[Image point grounding data]
_ _ _

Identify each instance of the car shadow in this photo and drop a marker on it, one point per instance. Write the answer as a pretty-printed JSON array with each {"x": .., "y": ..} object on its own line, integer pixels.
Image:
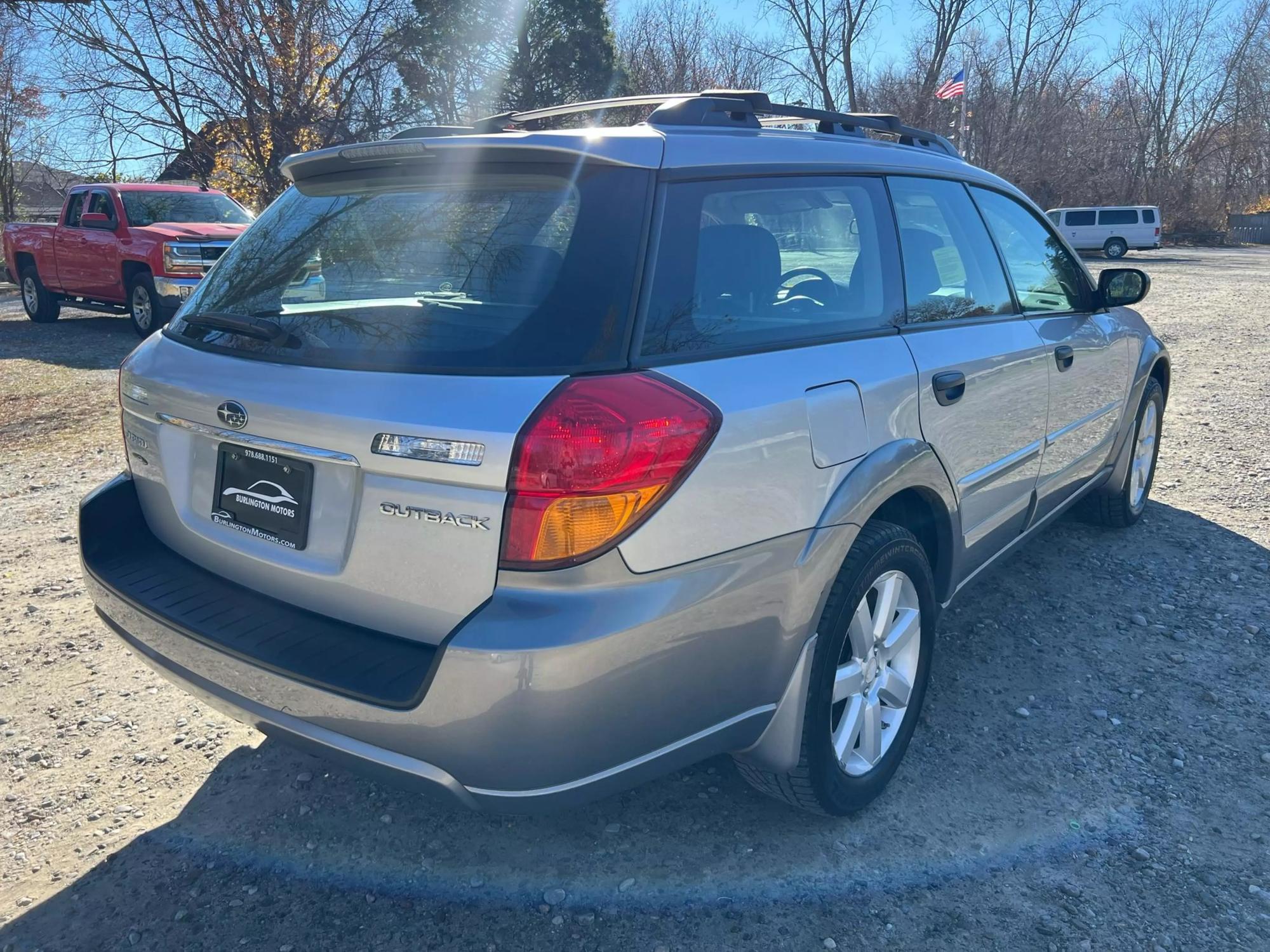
[
  {"x": 78, "y": 340},
  {"x": 280, "y": 849}
]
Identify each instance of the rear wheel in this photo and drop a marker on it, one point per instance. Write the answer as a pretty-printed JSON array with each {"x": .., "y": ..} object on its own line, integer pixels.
[
  {"x": 869, "y": 677},
  {"x": 40, "y": 305},
  {"x": 144, "y": 305}
]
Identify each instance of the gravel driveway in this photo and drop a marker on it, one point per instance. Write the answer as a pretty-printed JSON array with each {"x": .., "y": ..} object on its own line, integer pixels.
[{"x": 1093, "y": 769}]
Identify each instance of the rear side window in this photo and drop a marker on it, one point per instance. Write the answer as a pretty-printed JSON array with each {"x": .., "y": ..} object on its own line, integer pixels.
[
  {"x": 514, "y": 268},
  {"x": 76, "y": 209},
  {"x": 1045, "y": 275},
  {"x": 101, "y": 204},
  {"x": 951, "y": 266},
  {"x": 750, "y": 263},
  {"x": 1118, "y": 216}
]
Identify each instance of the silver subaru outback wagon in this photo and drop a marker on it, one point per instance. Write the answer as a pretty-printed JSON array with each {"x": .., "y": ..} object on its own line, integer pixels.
[{"x": 528, "y": 465}]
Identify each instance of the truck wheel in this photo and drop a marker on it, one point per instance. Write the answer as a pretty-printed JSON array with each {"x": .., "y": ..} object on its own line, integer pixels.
[
  {"x": 869, "y": 676},
  {"x": 144, "y": 305},
  {"x": 40, "y": 305}
]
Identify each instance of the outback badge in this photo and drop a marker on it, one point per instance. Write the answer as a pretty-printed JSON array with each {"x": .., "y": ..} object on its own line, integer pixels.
[{"x": 435, "y": 516}]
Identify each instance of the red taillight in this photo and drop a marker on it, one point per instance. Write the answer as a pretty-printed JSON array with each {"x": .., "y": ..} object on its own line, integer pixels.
[{"x": 594, "y": 461}]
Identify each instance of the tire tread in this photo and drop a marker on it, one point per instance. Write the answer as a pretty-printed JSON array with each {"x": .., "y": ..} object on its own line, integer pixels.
[{"x": 797, "y": 788}]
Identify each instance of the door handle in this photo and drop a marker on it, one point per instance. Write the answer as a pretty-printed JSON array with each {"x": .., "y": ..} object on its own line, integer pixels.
[{"x": 949, "y": 388}]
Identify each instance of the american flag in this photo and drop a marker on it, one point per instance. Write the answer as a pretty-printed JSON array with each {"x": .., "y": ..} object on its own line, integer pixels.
[{"x": 956, "y": 87}]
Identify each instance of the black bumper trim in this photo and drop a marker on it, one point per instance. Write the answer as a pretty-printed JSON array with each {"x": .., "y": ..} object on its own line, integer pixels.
[{"x": 124, "y": 555}]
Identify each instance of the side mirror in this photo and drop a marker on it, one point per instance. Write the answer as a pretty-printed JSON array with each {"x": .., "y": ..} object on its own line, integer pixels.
[
  {"x": 1121, "y": 288},
  {"x": 97, "y": 220}
]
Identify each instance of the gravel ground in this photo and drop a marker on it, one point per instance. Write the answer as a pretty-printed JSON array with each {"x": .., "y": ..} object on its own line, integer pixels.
[{"x": 1093, "y": 770}]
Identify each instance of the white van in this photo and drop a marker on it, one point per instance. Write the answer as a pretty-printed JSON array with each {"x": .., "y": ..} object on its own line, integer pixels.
[{"x": 1111, "y": 229}]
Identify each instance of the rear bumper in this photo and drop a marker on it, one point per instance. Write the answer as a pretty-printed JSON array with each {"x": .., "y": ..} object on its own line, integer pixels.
[{"x": 563, "y": 687}]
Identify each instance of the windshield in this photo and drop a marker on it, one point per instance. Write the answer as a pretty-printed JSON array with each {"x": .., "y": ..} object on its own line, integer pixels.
[
  {"x": 181, "y": 208},
  {"x": 516, "y": 270}
]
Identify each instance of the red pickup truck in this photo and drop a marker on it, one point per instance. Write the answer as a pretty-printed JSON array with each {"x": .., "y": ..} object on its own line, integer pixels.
[{"x": 137, "y": 249}]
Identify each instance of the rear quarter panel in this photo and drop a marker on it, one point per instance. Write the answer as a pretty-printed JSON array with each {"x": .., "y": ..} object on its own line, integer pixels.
[
  {"x": 760, "y": 478},
  {"x": 37, "y": 241}
]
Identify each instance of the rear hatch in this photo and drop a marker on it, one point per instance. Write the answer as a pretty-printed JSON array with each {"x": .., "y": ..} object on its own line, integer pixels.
[{"x": 331, "y": 418}]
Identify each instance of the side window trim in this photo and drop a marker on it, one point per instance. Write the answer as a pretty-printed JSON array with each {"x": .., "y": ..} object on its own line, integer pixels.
[{"x": 1086, "y": 291}]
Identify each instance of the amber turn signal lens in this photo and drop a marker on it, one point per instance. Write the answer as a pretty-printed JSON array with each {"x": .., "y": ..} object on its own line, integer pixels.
[
  {"x": 594, "y": 461},
  {"x": 577, "y": 525}
]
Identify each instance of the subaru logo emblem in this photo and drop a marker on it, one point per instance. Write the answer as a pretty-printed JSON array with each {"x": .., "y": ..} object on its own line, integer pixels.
[{"x": 233, "y": 414}]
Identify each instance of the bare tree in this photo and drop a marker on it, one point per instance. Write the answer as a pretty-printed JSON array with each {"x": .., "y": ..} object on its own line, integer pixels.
[
  {"x": 669, "y": 48},
  {"x": 242, "y": 82},
  {"x": 948, "y": 20}
]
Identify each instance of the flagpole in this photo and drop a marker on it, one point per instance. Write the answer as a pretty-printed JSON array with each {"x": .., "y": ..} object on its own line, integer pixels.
[{"x": 963, "y": 140}]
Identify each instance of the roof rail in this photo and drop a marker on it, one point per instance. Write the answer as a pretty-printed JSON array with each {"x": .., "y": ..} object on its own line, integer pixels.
[
  {"x": 434, "y": 131},
  {"x": 736, "y": 109}
]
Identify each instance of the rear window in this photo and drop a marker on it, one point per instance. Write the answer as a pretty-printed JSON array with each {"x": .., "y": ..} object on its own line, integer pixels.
[
  {"x": 1118, "y": 216},
  {"x": 512, "y": 268}
]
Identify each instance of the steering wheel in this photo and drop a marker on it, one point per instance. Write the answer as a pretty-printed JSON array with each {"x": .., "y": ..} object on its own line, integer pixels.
[{"x": 829, "y": 295}]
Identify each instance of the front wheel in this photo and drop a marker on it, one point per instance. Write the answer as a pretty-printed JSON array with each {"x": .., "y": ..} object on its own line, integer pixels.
[
  {"x": 144, "y": 305},
  {"x": 37, "y": 303},
  {"x": 869, "y": 677},
  {"x": 1123, "y": 506}
]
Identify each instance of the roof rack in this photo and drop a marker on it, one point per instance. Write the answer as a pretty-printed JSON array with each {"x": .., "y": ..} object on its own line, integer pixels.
[{"x": 725, "y": 109}]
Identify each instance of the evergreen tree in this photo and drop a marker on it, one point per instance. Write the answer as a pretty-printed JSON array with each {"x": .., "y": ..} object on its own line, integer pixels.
[{"x": 565, "y": 53}]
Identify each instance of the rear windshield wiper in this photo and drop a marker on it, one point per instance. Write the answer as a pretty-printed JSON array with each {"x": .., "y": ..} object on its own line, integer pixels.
[{"x": 256, "y": 328}]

_ _ _

Aim of the exercise -> Pictures aside, retype the entries above exactly as they are.

Solution to this problem ->
Identify each instance of the car shadow in this photo and drop a marker on it, one point per instance. Write the answer as a pretty-printed JSON array with each {"x": .., "y": ..} object on its own line, integer pixels.
Image:
[
  {"x": 78, "y": 340},
  {"x": 280, "y": 849}
]
Identify each instance of the rear wheel in this photo and drop a marker on it, one point per instance. Write the answer as a pretty-printed JSON array with each {"x": .., "y": ..} object on its own line, integer pixels.
[
  {"x": 869, "y": 677},
  {"x": 40, "y": 305},
  {"x": 144, "y": 305}
]
Identify each instance of the gravel driveway in this photo and drop a marker on it, one point per instance. Write the answer as a pretty-printed JSON array with each {"x": .., "y": ..} object on its own line, integer pixels.
[{"x": 1093, "y": 769}]
Identify each instance of the rear side window in this photo and drop a marker on it, one point per instance. Write the answer as a pretty-printed JSON array with each {"x": .., "y": ..} object on its own line, integer pixels.
[
  {"x": 514, "y": 268},
  {"x": 76, "y": 209},
  {"x": 1045, "y": 275},
  {"x": 101, "y": 204},
  {"x": 951, "y": 266},
  {"x": 750, "y": 263},
  {"x": 1118, "y": 216}
]
Identify each instance of the silver subaru outback wagon in this photo and drop a marker on it, one point per instance. Write the answer as a pretty-printed JSON array with each {"x": .., "y": ..} object on its own line, integer pixels.
[{"x": 528, "y": 465}]
Identify each instance of the truck wheel in this photo and drop a marker on it, one point per instance. Write the answer as a pretty-printed JSON array with each {"x": .., "y": ..} object on its own line, integer pixels.
[
  {"x": 869, "y": 676},
  {"x": 144, "y": 305},
  {"x": 40, "y": 305}
]
Identify each instance of the outback badge in this photo and drop a marker on it, one point per instance. Write the answer as a pretty-printed JSON array with each {"x": .., "y": ..} object on its own line, integer pixels.
[{"x": 435, "y": 516}]
Identify each instance of the red taillight in this photo and drop a marker on it, one point per instance. Write the answer as a pretty-printed JSON array with each {"x": .., "y": ..} object on its own line, integer pixels.
[{"x": 594, "y": 461}]
Identify each instance of the tire tread in this photo and drop a marker on it, one point per instance. Write the answer as a pretty-printed JSON array with each {"x": .., "y": ..} object on its own line, integer pixels.
[{"x": 797, "y": 788}]
Identify each instance of the door handle in this photo and drop a marker on it, one point per instance. Write the answer as a pretty-printed JSON array with each {"x": .., "y": ..} object on its own line, integer pixels.
[{"x": 949, "y": 388}]
Identify each instance of the american flag in this photo and drop a marker on it, one point per instance. Write the answer as a pretty-printed JSON array with each {"x": .., "y": ..} object on its own line, integer pixels.
[{"x": 956, "y": 87}]
Identify each instance of the black bumper trim in this photo and drop a marker on it, one point per instance. Write the answer as a pretty-printed JSON array with each {"x": .., "y": ..} object on its own line, integer pixels.
[{"x": 124, "y": 555}]
Identify each instance of the side mirror in this photo and drop a marker on it, one point per instance. Write the answer as a pretty-printed JSON array with each {"x": .., "y": ..} object on its own line, integer pixels.
[
  {"x": 1121, "y": 288},
  {"x": 97, "y": 220}
]
Identify each instance of the gravel ground in this photo and drop a marker on it, one point per instance. Write the answer as a pretty-printed JSON array with each {"x": .., "y": ..} object on its own line, integer pixels.
[{"x": 1093, "y": 770}]
Identify each instance of the white van in this photo and drop a marker on it, one point per instance. Write the answer as a pretty-printed JSON array with each {"x": .., "y": ..} object on its own line, integer pixels.
[{"x": 1111, "y": 229}]
Identify each instance of the rear bumper in this photo and drop a marker on it, one point per instance. Write the answer as a pretty-printed JSON array with each {"x": .., "y": ..} object on its own line, integer pixels.
[{"x": 563, "y": 687}]
Identify each instance of the windshield in this photo and drop a marker on it, one point per instance. Write the answer as a pretty-printed JSON array with each {"x": .., "y": ..} object on its own line, integer pixels.
[
  {"x": 181, "y": 208},
  {"x": 516, "y": 270}
]
Identify each instance of the red pickup truck in this photo and drop a marker on it, one point per instance. Write the answer as a pretty-printed JSON array with each {"x": .., "y": ..} object on its own line, integer pixels.
[{"x": 137, "y": 249}]
Identify each instance of the rear quarter panel in this photo and drop a marker on it, one point per instance. Write the answer as a pretty-printed JSON array with each {"x": .., "y": ..} object on its own line, integer pixels.
[
  {"x": 760, "y": 478},
  {"x": 37, "y": 241}
]
Identify each instance of the rear hatch in this photo and drop a marker on it, one point per instance. Write the answer as a pretty-printed JSON array with each {"x": .., "y": ..} object on its own line, integer pixels.
[{"x": 331, "y": 418}]
Identify each instance of the side window trim in this photo and drop a marker on it, one point per instance. Write the answer as a pretty-printed JSON array with each {"x": .., "y": ..} object on its own line, integer pixels.
[{"x": 1086, "y": 291}]
Identify each instance of the amber turn signal lens in this photo and drop a marker on it, one point per instance. Write the answer as a pretty-printed JSON array with each {"x": .., "y": ..} object on its own line, integer pixels.
[
  {"x": 594, "y": 461},
  {"x": 577, "y": 525}
]
Identify each instance of the subaru logo emblem in this photo and drop a marker on it, one point per instance. Write the answer as a pretty-printed JSON array with each {"x": .., "y": ..} object on its own line, integer pixels.
[{"x": 233, "y": 414}]
Identify each instance of the bare tree in this photo and drop a marker on it, one point per instance. Write the answer as a pretty-printed JSON array with each {"x": .., "y": ..} object on its own line, integer pixels.
[
  {"x": 669, "y": 48},
  {"x": 242, "y": 82},
  {"x": 948, "y": 20}
]
Identify each instance of the flagpole in this photo and drop a marker on it, one point per instance. Write the answer as a pretty-printed JSON array with each {"x": .., "y": ..} object on its own line, integer pixels.
[{"x": 963, "y": 140}]
Identify each instance of the roof rail in this photo and drop a marker on it, one point per instance. Write the answer as a pretty-printed JSON array with each {"x": .., "y": ..} object on its own line, integer pixels.
[
  {"x": 434, "y": 131},
  {"x": 736, "y": 109}
]
Identify each instance of the rear window in this photo and drop a marker on it, one point per instance. Write the answer as a pretty-printed JSON array with each {"x": .., "y": ..} object on its own line, integer pixels.
[
  {"x": 1118, "y": 216},
  {"x": 512, "y": 268}
]
Identify each instance of the steering wheel in this photo and drop a marker on it, one point per instance. Write the answer as a pretty-printed JSON array with each {"x": .., "y": ..} object on its own line, integer pixels.
[{"x": 829, "y": 295}]
Identify each instance of the front wheel in this photo and drop a marker on it, one point per instance. Write the answer as a pretty-printed JSON array with each {"x": .., "y": ..} object on its own line, integer pixels.
[
  {"x": 144, "y": 305},
  {"x": 37, "y": 303},
  {"x": 869, "y": 677},
  {"x": 1123, "y": 506}
]
Identify each instance of the roof rack in this photo and drop a marker on it, one point per instance. Write the answer as a pretty-printed JSON array with each {"x": .., "y": ..} object on its own line, integer pixels.
[{"x": 725, "y": 109}]
Identify each instance of the evergreen tree in this photo and drop a marker on it, one point per instance. Write the answer as a pretty-printed JSON array with each {"x": .., "y": ..} object on its own line, integer pixels.
[{"x": 565, "y": 53}]
Identify each instance of the rear windshield wiper in this photo and drop a marker on it, one point per instance. Write the answer as a pretty-printed JSON array with each {"x": .., "y": ..} object on its own line, integer pixels.
[{"x": 256, "y": 328}]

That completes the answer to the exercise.